*** Data excerpts ***
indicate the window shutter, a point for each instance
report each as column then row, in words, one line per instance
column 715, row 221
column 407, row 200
*** End of Data excerpts ***
*** Data excerpts ***
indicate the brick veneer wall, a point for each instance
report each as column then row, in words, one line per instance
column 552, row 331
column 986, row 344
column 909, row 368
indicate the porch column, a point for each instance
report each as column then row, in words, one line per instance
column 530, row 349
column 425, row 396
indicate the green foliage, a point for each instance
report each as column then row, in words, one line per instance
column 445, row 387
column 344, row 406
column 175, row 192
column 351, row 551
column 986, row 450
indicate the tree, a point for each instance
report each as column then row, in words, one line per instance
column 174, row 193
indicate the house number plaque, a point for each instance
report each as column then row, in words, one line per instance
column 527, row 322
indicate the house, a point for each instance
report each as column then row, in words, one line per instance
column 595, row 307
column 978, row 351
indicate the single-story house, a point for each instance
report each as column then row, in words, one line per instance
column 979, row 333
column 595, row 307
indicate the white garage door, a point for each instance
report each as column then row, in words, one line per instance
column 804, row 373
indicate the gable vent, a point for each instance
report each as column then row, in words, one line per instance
*** End of Data excerpts ***
### Directions
Print the lines above from the one with "indicate the house, a point for each instance" through the one with "indicate the single-story", both included, exactly as written and nothing more.

### Solution below
indicate the house, a point for each instance
report each as column then row, in words, one line per instance
column 595, row 307
column 978, row 351
indicate the single-story house, a point for each instance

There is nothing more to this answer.